Requirements:
Give back exactly the lines running from the line with "Would you mind marking the anna's" to the end of the entries, and only those lines.

Materials provided:
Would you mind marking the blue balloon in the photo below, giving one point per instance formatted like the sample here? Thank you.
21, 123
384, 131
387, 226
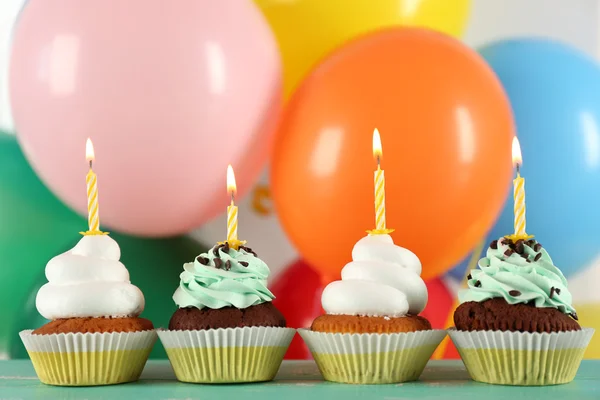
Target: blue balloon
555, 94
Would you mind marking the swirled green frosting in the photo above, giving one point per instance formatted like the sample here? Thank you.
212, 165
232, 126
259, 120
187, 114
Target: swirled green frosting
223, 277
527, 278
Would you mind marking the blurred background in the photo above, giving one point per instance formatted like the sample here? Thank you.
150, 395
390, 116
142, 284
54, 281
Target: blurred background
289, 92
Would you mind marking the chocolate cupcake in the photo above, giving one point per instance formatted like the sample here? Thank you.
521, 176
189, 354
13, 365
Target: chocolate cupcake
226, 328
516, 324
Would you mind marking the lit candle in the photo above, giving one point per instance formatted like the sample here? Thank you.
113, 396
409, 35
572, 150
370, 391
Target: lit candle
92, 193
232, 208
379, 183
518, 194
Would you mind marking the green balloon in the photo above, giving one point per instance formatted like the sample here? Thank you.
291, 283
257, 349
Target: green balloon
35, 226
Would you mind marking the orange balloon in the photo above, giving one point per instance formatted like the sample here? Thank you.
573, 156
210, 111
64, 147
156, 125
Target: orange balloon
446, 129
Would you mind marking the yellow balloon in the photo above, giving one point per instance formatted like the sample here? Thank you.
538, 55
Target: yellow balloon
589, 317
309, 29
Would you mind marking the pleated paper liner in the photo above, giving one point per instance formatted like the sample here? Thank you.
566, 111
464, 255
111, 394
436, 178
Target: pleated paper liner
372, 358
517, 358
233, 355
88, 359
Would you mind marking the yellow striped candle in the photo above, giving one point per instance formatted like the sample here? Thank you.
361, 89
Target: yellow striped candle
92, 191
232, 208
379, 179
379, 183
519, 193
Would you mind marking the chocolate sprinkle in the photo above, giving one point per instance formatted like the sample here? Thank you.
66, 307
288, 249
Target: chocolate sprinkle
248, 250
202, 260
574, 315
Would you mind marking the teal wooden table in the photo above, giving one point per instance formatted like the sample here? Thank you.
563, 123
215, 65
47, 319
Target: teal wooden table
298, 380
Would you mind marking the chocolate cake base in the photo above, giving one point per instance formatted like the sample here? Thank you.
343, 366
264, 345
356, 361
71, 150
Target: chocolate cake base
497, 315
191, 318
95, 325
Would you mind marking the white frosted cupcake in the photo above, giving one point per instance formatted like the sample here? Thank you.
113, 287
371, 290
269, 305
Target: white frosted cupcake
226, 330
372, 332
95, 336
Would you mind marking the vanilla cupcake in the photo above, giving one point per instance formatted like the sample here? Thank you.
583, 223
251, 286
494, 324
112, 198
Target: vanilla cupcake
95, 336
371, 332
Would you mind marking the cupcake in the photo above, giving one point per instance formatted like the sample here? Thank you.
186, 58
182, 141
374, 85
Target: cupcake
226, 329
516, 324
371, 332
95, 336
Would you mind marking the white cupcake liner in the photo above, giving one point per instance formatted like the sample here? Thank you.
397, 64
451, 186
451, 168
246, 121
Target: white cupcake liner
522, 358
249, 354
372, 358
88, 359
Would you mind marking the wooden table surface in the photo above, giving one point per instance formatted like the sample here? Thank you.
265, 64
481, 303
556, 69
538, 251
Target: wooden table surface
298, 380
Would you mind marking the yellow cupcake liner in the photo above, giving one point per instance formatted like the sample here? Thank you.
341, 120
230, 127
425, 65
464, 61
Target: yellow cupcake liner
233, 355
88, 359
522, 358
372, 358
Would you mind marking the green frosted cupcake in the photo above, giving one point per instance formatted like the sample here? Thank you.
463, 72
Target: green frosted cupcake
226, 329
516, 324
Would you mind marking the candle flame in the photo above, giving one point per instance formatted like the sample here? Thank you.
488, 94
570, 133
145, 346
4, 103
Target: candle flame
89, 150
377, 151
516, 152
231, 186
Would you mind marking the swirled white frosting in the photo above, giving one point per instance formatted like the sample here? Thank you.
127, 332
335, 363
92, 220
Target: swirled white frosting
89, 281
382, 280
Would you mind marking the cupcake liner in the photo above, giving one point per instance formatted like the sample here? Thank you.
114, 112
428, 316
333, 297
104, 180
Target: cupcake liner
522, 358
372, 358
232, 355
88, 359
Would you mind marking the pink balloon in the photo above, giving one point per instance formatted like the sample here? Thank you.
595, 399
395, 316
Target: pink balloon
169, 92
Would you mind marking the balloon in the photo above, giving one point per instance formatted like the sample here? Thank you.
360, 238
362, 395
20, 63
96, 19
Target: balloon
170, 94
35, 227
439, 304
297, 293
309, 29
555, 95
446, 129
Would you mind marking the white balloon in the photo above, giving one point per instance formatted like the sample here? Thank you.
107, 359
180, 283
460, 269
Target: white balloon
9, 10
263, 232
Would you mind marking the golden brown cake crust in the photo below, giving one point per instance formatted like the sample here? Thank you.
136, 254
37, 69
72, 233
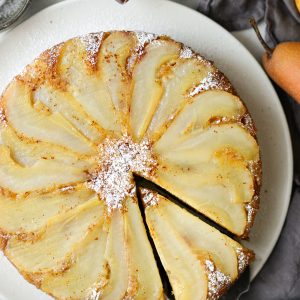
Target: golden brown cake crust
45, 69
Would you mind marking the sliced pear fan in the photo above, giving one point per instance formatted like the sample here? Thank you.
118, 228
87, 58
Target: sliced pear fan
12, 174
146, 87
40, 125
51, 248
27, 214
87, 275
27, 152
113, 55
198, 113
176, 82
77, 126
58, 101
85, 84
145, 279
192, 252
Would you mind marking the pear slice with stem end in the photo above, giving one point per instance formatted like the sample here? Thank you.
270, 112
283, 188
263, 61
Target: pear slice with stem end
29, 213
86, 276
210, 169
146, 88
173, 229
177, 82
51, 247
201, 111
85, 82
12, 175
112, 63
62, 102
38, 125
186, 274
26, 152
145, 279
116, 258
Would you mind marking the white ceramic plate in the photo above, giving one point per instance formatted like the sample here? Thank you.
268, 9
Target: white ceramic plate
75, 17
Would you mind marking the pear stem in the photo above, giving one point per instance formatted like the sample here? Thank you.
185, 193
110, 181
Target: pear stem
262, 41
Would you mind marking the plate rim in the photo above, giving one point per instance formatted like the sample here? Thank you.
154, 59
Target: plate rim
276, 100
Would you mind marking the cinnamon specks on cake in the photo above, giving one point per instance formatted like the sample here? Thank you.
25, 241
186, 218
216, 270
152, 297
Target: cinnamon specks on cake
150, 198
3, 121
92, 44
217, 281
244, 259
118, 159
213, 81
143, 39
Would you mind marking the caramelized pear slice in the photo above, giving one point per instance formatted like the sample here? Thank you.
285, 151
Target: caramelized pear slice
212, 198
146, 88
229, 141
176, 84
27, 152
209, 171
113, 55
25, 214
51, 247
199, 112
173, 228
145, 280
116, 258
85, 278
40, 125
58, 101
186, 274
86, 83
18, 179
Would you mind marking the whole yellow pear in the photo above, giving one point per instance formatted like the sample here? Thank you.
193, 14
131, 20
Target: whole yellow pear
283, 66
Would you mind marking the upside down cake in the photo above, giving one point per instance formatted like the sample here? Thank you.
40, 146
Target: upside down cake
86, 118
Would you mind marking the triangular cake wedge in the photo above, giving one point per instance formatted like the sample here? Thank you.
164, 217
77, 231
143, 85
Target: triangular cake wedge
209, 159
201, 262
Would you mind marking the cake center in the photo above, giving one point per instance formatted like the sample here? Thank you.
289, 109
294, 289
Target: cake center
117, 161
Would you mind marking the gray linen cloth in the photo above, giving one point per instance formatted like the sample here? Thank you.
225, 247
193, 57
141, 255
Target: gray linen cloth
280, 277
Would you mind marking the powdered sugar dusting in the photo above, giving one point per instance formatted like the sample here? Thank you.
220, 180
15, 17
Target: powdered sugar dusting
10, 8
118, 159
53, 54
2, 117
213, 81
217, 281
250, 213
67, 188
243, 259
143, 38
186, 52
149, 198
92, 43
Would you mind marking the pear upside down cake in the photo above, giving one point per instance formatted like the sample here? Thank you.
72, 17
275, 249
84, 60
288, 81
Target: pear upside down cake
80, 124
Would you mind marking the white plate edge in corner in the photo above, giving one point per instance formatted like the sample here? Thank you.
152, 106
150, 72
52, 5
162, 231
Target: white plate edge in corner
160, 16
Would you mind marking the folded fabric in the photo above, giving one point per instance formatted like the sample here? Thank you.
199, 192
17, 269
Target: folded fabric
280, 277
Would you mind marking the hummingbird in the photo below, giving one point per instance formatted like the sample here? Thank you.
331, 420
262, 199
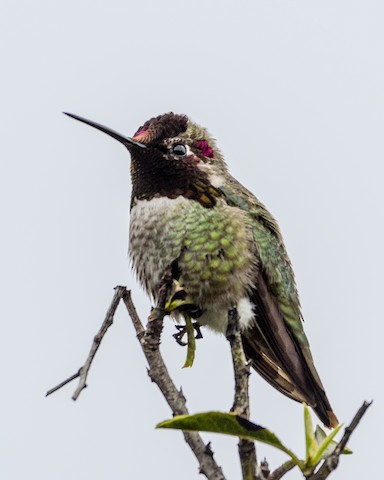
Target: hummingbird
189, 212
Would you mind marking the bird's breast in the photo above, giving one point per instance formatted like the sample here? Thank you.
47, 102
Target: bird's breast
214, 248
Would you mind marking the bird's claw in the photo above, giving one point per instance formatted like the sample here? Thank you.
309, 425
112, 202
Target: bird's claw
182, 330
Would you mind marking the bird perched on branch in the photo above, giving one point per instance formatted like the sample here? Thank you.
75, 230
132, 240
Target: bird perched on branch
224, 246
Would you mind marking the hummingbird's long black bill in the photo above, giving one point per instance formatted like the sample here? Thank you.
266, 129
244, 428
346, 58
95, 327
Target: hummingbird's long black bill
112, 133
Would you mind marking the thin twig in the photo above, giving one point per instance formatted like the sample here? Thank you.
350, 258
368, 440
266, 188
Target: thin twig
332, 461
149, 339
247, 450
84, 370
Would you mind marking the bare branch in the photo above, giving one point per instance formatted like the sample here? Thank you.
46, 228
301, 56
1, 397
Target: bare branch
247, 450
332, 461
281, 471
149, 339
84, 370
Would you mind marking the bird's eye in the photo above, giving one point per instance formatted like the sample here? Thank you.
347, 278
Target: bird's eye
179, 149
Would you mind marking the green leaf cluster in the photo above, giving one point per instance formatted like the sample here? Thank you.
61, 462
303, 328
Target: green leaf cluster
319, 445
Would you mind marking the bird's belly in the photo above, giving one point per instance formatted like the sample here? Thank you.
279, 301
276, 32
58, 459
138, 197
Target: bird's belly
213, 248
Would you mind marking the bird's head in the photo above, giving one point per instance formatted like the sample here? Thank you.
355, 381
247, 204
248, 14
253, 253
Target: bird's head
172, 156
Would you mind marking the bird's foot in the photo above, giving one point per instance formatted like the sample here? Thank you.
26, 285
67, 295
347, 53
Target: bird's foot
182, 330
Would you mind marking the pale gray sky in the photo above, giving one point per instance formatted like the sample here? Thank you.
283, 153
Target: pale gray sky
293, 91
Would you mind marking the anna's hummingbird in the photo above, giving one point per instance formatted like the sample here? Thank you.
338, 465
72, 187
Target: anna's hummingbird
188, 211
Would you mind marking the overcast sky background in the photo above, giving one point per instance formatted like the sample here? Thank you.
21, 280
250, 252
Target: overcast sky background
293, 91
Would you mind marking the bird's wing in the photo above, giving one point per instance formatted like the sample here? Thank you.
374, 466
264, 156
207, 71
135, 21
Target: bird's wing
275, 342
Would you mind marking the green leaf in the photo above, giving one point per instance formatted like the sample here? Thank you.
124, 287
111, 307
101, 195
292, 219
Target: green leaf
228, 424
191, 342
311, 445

Finished answer:
Would you mind marking the anna's hummingbird in the photo above, giving one point per instance formatted like the sample here? Thank you.
338, 465
72, 187
Target: anna's hummingbird
188, 211
Would you mind marking the overcast sky background in the photo above, giving one point per instance formatted like the sample here? Thank you.
21, 280
250, 252
Target: overcast sky background
293, 91
Would you mind marking the bird's wing in the photo above, giving one point per instance formatted like the sample here? Thank you.
374, 466
264, 156
207, 71
135, 21
Target: bird's wing
275, 342
Would you mind marking the green leaf in the photo above, giving one point per instance formatted like the sample here? Thank you.
124, 287
111, 307
101, 195
292, 219
Target: green leaf
228, 424
191, 342
311, 445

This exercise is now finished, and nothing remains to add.